Extract the records below line for line, word for word, and leave out the pictures.
── DATA FOR PROCESSING
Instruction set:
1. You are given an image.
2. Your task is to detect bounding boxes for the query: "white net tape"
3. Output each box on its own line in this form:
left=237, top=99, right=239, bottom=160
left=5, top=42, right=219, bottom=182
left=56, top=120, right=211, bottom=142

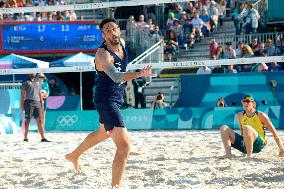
left=0, top=56, right=284, bottom=75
────
**RESULT:**
Instruction set:
1. You are given an image.
2. Your task is to detect bounding boxes for the query: "white net tape"
3. Output each box on its own line in this form:
left=237, top=99, right=239, bottom=160
left=5, top=42, right=219, bottom=182
left=56, top=120, right=211, bottom=142

left=0, top=56, right=284, bottom=75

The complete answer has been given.